▶ **Görev**: Aşağıdaki kayıtlarda "reading" kelimesinin geçtiği her satırı hiç değiştirmeden aktarın.

▶ **Verilen veriler**:

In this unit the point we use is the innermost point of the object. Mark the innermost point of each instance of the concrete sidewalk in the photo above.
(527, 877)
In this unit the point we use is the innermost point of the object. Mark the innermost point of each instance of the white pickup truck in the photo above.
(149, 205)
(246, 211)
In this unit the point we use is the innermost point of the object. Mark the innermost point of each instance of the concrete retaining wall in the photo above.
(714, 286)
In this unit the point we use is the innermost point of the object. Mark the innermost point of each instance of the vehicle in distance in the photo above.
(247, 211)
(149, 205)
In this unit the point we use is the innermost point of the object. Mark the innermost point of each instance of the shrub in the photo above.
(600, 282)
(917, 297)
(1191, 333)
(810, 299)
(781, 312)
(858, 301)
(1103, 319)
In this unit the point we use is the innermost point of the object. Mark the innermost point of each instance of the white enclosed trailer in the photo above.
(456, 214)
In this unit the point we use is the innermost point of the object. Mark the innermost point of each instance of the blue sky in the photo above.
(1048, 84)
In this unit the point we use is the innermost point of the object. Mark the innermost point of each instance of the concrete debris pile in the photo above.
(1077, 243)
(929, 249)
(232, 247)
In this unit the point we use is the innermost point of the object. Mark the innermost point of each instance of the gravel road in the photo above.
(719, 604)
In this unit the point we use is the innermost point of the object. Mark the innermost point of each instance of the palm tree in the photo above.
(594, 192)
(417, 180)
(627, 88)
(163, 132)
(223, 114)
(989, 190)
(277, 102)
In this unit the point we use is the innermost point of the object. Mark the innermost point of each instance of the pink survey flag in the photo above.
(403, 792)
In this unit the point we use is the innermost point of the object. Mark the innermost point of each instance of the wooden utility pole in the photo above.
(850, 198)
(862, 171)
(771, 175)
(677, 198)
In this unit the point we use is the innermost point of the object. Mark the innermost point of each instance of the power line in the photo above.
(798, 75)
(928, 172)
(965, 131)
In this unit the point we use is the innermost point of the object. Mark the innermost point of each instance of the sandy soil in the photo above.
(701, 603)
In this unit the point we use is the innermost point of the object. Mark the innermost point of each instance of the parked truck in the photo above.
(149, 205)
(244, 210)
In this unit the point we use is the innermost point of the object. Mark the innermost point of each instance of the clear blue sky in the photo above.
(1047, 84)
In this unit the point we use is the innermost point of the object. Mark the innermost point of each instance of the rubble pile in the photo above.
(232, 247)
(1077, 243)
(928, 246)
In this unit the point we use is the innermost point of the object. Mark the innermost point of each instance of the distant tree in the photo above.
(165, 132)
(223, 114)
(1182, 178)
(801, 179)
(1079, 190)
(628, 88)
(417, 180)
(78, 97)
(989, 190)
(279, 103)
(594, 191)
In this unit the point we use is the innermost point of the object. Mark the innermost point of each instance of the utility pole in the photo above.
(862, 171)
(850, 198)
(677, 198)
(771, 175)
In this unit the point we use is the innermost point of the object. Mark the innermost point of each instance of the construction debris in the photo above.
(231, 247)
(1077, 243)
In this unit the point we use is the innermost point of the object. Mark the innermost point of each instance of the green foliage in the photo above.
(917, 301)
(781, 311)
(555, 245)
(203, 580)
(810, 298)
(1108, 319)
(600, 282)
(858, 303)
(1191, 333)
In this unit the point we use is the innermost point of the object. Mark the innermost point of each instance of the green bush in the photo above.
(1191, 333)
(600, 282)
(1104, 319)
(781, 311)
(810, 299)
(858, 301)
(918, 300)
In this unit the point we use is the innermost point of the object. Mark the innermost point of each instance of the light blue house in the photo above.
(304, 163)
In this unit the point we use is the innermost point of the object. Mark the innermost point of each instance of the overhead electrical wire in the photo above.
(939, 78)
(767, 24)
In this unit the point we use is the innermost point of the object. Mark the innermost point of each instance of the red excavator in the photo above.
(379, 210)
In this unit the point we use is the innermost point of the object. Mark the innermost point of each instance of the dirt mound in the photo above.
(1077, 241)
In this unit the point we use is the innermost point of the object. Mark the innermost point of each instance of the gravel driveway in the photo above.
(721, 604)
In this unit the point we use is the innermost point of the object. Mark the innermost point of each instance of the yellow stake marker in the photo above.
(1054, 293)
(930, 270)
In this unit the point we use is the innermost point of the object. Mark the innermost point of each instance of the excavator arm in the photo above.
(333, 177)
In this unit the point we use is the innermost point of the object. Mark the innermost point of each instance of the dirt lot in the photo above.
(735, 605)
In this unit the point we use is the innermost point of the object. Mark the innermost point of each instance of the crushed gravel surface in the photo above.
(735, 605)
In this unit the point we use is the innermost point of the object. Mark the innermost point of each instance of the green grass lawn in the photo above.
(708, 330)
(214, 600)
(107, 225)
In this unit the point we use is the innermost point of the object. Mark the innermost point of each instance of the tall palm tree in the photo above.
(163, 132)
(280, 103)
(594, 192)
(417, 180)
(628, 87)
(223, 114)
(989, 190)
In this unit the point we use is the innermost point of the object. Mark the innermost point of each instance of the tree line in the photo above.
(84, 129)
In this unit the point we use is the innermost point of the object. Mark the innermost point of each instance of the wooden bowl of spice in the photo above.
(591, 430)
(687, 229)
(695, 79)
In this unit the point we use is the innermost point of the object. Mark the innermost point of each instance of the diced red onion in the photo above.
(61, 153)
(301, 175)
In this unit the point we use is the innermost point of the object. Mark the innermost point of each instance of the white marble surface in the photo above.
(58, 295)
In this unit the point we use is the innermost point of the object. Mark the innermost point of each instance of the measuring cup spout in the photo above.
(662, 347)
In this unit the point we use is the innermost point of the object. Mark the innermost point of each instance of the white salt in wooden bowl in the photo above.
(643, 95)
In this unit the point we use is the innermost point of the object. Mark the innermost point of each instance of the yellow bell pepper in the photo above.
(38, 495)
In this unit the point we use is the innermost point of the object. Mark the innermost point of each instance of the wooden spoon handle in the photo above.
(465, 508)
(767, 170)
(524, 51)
--
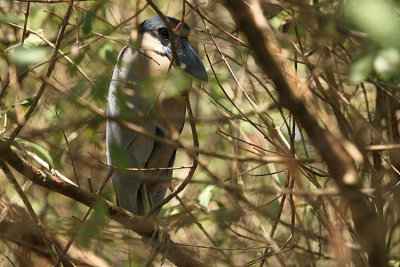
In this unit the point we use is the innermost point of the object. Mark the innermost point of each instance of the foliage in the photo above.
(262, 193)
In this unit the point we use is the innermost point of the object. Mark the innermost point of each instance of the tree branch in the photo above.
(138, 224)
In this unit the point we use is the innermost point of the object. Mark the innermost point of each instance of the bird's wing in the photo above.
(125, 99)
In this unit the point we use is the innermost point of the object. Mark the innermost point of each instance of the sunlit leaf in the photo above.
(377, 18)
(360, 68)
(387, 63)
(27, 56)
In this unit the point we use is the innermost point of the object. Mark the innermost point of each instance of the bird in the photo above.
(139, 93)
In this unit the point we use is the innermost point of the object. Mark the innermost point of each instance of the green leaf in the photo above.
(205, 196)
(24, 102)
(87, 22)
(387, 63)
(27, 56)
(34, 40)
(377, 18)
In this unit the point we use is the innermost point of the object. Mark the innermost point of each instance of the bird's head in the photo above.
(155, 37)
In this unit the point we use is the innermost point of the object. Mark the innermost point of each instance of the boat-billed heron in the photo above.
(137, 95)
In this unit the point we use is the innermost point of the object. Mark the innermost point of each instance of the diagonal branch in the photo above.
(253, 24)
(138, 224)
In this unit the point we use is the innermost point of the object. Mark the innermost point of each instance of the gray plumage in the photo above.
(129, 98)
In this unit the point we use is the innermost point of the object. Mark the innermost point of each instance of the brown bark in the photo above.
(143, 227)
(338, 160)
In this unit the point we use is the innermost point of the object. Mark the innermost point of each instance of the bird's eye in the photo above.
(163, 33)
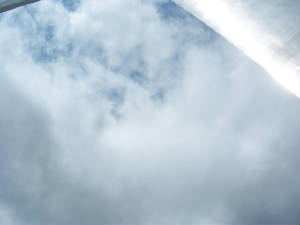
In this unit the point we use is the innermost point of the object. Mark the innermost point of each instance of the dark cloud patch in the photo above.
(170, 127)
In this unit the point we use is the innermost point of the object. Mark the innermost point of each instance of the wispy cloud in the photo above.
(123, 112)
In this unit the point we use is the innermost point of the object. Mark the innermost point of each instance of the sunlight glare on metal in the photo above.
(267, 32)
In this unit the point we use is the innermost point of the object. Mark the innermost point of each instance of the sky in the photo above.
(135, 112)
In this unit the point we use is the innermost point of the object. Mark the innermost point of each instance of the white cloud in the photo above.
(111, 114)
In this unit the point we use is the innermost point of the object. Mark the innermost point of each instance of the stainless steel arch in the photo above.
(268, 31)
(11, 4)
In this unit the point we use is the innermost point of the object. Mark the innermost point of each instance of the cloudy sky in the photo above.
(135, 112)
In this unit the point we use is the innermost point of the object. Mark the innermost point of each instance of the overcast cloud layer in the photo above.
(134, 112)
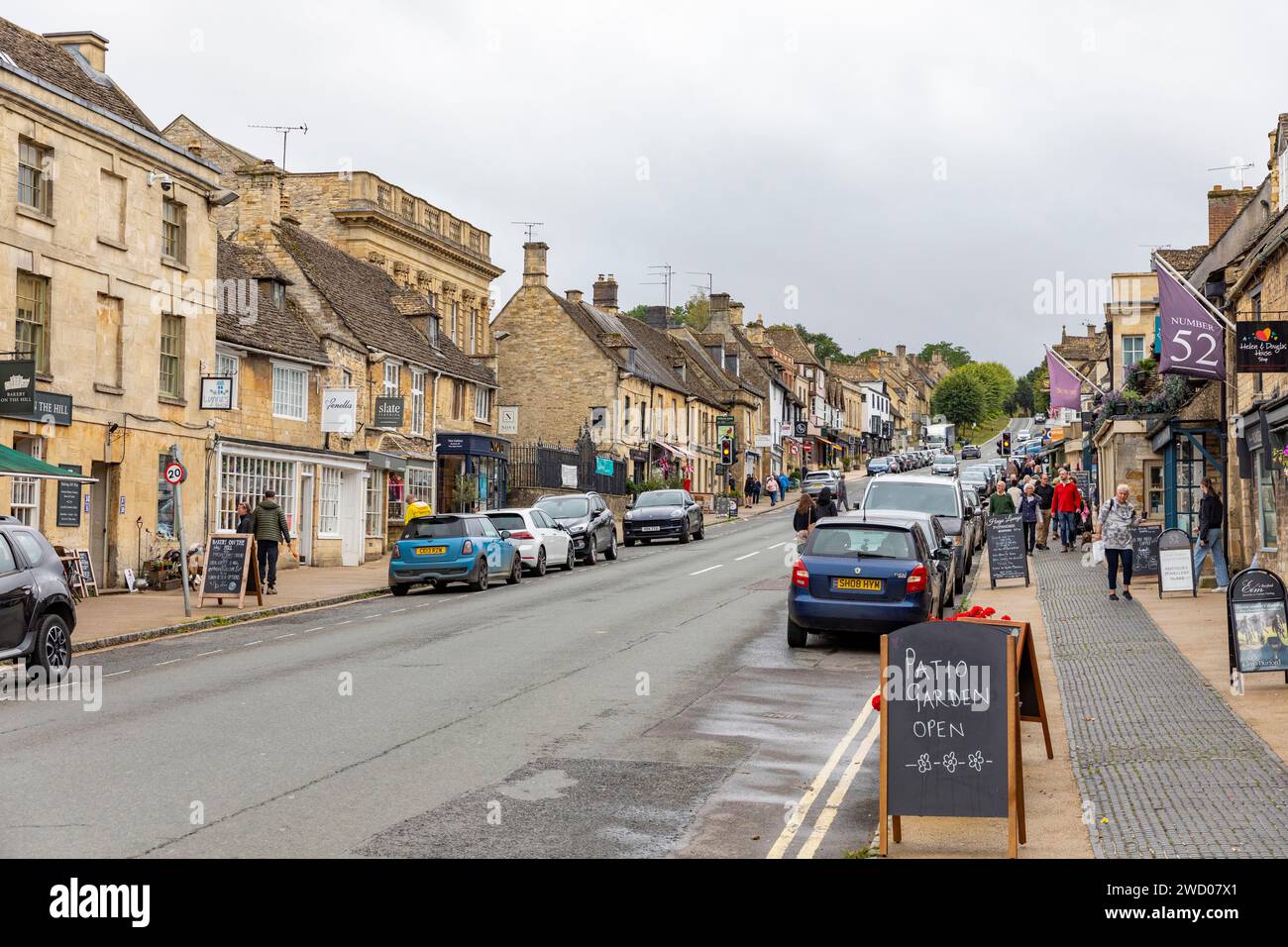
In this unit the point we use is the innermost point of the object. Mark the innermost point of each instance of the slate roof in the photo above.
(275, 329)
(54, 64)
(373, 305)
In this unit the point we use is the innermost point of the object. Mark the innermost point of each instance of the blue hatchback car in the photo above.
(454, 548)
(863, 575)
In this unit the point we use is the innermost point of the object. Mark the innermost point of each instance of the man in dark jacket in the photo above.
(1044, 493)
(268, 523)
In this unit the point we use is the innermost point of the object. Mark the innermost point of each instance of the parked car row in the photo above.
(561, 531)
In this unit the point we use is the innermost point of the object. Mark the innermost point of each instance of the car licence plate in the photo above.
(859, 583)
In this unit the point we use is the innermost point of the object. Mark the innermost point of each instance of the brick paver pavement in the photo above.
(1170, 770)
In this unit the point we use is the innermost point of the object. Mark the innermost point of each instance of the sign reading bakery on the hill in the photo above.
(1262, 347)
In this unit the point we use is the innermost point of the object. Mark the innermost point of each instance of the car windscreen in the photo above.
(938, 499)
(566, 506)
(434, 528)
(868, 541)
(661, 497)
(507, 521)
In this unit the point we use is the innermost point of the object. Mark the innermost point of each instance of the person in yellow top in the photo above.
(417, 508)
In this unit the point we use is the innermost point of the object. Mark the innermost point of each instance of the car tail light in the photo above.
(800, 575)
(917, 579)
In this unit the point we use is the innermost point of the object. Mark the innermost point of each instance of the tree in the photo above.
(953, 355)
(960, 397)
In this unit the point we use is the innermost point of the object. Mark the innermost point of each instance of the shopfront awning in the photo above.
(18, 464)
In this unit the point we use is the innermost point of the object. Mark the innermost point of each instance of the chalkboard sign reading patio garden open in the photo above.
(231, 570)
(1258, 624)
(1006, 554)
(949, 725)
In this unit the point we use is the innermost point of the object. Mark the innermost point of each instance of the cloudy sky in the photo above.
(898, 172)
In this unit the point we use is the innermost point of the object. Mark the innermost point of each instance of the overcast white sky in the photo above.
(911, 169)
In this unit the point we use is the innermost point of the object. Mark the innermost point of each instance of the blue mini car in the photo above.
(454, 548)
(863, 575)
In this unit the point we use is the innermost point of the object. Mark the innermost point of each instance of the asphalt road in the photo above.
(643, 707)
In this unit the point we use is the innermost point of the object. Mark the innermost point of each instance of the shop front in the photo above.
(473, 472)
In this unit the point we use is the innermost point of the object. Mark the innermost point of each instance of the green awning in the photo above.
==
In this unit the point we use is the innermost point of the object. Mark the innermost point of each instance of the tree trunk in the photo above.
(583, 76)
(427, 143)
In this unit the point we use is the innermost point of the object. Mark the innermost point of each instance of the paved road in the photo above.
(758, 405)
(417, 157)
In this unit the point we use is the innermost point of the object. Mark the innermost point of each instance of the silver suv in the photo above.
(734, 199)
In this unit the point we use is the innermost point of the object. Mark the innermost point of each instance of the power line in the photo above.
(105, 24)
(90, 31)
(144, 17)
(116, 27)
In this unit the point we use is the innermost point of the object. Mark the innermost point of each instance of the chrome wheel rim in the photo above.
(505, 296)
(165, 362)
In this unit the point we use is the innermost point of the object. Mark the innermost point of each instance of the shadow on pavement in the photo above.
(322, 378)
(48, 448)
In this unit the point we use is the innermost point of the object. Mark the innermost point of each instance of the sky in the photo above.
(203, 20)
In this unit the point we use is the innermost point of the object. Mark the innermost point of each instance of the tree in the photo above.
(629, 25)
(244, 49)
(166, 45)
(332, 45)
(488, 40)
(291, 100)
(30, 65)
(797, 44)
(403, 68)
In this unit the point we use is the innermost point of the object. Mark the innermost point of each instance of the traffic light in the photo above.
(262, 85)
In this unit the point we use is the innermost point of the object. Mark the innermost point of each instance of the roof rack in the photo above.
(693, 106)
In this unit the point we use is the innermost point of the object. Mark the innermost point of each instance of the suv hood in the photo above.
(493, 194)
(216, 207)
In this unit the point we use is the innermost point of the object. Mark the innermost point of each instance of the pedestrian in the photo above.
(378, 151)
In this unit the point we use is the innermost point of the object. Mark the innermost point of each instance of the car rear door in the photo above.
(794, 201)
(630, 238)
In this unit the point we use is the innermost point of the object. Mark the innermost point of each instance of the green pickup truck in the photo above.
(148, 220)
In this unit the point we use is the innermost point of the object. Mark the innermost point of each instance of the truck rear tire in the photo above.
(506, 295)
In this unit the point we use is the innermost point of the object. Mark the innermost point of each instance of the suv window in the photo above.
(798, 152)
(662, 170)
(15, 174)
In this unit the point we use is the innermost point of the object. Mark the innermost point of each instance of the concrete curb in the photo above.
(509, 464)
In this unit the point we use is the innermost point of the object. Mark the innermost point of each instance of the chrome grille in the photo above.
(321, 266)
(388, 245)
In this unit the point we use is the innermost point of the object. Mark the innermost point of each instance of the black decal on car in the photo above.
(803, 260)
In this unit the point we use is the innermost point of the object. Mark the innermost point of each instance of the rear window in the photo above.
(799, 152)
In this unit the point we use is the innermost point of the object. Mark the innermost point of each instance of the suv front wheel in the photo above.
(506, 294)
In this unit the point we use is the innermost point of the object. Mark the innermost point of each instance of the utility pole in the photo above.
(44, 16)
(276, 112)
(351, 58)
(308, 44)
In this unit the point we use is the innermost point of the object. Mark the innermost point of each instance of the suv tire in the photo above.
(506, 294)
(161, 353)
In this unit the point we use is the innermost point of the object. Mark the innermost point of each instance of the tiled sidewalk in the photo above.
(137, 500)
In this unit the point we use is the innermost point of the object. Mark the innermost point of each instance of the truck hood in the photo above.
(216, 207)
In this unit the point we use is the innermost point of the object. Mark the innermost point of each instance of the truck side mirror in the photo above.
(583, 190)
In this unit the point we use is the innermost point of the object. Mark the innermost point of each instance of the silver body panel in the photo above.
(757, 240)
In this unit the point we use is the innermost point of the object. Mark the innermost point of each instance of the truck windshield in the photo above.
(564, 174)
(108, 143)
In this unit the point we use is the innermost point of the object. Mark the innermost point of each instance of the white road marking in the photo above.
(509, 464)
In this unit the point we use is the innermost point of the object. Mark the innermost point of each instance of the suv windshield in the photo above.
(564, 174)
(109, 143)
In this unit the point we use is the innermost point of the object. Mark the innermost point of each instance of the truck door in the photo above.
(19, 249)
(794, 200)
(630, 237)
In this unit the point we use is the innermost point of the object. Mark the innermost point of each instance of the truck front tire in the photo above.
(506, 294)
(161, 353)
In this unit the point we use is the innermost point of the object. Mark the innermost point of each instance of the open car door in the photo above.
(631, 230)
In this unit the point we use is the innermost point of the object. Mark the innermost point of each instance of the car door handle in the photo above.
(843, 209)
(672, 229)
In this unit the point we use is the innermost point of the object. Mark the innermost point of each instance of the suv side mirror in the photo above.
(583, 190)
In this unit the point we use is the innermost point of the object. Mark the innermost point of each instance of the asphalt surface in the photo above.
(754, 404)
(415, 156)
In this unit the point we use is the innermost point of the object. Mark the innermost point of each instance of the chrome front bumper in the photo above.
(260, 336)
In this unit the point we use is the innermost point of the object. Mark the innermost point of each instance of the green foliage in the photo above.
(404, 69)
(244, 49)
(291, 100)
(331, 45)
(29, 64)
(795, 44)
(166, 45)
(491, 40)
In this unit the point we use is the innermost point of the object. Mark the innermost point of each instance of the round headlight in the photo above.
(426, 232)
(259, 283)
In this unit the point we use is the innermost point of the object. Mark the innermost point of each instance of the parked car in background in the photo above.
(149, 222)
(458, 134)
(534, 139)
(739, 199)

▶ **Tamamlanan alıştırma**:
In this unit the point we use is the innermost point of the object. Mark the innermost point of each instance of the sign reading bakery on the hill in the photo above.
In this unit the point we use is the innermost point of the object. Mark the innermost point of each instance of the chalkboard sign reading patio garden open in the photo above.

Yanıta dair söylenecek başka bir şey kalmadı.